Conditioning is the most insidious and intractable of all factors. We have been conditioned by our (a) birth and family (parents and siblings), (b) school, colleges and universities, (c) work mates and colleagues, (d) religious institutions, (e) social clubs and stratification of societies, (f) members of the professions and vocations, (h) nationality, race, languages, dialects and sex, (i) the tradition, (j) samskaras from past lives, etc. Therefore one can see how deeply mired one is in view of all the above conditioning. It is possible that a very heavily conditioned life 5 centuries ago can impose upon the individual a very miserable present life. This is especially so when so much pain and suffering is inexplicable in this life. This is karma.
━━━━━━
◆ **Exercise details**: In the passage on conditioning, what sources of conditioning are grouped under the letter (h)?

◆ **Data to examine**:
━━━━━━
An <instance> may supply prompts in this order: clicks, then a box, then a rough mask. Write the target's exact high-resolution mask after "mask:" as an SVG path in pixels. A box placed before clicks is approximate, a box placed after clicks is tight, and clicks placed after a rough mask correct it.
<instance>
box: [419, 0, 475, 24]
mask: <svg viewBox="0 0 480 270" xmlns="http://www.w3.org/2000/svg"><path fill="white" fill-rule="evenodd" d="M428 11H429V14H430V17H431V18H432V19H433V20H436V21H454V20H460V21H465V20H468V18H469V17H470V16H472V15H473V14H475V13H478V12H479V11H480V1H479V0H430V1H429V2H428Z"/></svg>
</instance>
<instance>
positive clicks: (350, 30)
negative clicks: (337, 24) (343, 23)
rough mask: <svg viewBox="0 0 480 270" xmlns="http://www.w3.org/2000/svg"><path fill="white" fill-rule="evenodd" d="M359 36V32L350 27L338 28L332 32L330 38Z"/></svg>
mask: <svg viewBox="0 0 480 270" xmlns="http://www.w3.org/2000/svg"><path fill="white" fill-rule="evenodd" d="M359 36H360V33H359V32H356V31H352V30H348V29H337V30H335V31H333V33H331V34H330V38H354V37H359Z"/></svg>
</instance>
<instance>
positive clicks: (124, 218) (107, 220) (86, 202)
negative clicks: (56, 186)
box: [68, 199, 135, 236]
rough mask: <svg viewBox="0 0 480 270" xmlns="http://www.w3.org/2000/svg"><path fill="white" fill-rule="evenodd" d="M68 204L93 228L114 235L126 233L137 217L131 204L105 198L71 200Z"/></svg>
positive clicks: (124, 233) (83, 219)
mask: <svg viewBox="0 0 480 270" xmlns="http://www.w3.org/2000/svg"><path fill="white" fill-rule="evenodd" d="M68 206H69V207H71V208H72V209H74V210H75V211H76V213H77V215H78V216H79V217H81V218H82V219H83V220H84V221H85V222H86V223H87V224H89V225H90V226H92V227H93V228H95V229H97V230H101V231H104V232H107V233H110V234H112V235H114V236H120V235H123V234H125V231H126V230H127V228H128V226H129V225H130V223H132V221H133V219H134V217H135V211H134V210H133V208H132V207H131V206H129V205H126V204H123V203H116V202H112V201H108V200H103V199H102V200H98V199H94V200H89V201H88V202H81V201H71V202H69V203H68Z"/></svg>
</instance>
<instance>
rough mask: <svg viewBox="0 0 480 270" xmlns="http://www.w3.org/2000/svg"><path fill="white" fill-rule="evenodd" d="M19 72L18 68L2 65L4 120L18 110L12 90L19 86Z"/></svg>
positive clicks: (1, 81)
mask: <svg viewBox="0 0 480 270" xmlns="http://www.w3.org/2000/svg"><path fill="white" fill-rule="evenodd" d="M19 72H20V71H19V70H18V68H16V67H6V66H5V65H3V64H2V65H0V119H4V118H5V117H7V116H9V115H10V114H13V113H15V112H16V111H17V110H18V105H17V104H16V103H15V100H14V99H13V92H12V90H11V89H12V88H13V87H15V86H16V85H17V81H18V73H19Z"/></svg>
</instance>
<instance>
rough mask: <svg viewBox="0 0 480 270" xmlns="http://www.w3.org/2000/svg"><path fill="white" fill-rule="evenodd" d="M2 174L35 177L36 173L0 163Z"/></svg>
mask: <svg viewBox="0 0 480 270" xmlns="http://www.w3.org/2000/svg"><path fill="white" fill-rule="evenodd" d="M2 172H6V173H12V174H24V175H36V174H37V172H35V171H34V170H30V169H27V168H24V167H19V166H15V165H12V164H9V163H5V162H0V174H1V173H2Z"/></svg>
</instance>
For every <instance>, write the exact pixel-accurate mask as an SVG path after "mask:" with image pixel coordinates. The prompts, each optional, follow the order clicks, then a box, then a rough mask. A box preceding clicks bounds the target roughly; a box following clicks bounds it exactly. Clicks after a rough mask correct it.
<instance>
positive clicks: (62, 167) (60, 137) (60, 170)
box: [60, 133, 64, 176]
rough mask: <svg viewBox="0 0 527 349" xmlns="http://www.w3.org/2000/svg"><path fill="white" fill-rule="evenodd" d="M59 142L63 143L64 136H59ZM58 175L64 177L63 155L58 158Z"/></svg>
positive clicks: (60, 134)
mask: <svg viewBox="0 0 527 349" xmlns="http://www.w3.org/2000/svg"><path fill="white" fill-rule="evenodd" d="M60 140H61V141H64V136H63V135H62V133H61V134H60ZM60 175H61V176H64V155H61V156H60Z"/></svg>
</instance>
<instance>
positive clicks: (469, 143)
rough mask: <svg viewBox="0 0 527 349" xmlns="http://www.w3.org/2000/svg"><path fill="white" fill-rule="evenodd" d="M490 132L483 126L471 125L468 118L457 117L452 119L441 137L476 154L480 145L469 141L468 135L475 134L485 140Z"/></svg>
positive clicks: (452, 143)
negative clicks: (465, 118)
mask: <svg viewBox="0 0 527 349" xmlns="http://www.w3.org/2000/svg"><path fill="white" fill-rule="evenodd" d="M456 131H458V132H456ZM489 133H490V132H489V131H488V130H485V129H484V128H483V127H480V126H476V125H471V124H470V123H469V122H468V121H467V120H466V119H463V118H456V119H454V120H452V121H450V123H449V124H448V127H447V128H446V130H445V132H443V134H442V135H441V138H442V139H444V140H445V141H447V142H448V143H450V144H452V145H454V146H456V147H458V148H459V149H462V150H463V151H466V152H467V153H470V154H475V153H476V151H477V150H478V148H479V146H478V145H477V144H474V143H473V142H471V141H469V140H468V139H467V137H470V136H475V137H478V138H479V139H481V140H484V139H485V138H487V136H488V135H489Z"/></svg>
━━━━━━
◆ **Output**: Nationality, race, languages, dialects and sex.